__TEXTE FOURNI__.
**********

Croire qu'une vérité établie va le rester

Une autre cause fréquente de angles morts dans les entreprises est le parti pris historique, ou ce que les psychologues appellent un « biais d'ancrage » : l'hypothèse qu'une chose vraie dans le passé continuera d'être le cas à l'avenir. Une longue période de succès peut troubler l'analyse des cadres, influencer en mal leur prise de décision et les aveugler sur les nouveaux changements de paradigme ou sur des évolutions rapides du marché.

Lorsque le détaillant américain Target a ouvert son premier magasin au Canada en mars 2013, son service de gestion a supposé que la formule de son succès aux États-Unis pouvait être reproduite au Nord de la frontière. Au lieu de cela et à peine 22 mois plus tard, l'entreprise a annoncé qu'elle fermerait l'ensemble de ses 133 magasins canadiens et qu'elle licencierait 17.000 personnes. L'expérience américaine de Target s'est avérée un mauvais prédicteur de ce que l'on pouvait pronostiquer pour le marché canadien.

**********

__TRAVAIL À FAIRE__.
(a) Selon le texte fourni, pourquoi la direction de Target s'attendait-elle à réussir au Canada ? Répondez en une à trois phrases.
(b) Indiquez si chacune des affirmations suivantes concorde avec le texte fourni. Répondez par oui ou par non et citez les mots décisifs du texte.
(i) Target a ouvert son premier magasin canadien en mars 2013.
(ii) Target a fermé ses magasins canadiens plus de trois ans après leur ouverture.
(iii) L'entreprise a annoncé le licenciement de 17 000 personnes.

__ENTRÉES__.
**********

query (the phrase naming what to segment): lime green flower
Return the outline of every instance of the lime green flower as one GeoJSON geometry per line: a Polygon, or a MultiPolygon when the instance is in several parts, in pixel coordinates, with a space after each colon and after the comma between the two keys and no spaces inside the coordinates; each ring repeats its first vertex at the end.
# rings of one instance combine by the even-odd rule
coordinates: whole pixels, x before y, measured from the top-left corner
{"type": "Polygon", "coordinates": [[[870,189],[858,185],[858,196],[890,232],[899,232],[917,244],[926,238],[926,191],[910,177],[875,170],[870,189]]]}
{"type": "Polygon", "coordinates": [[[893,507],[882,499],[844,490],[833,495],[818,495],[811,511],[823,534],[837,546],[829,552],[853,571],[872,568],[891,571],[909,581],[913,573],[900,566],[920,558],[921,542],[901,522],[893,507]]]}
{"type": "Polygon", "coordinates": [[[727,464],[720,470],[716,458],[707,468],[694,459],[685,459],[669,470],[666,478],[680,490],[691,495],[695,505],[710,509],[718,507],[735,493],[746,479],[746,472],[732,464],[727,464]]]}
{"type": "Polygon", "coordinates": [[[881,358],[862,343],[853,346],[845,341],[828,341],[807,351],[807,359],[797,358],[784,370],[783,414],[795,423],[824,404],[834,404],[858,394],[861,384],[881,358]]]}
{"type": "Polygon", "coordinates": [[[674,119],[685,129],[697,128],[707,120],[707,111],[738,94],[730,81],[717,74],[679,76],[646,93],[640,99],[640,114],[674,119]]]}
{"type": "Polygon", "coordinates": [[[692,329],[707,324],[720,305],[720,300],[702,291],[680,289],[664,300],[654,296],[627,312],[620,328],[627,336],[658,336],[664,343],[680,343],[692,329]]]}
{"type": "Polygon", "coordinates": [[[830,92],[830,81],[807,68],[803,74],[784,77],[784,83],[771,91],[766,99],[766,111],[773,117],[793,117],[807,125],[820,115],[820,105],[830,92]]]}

**********

__LES SOLUTIONS__.
(a) La direction de Target a supposé que la formule de son succès aux États-Unis pouvait être reproduite au nord de la frontière. Elle a pris son expérience américaine comme guide pour le marché canadien, alors que cette expérience s'est révélée un mauvais prédicteur.

(b)
(i) Oui : « a ouvert son premier magasin au Canada en mars 2013 ».
(ii) Non : « à peine 22 mois plus tard ».
(iii) Oui : « qu'elle licencierait 17.000 personnes ».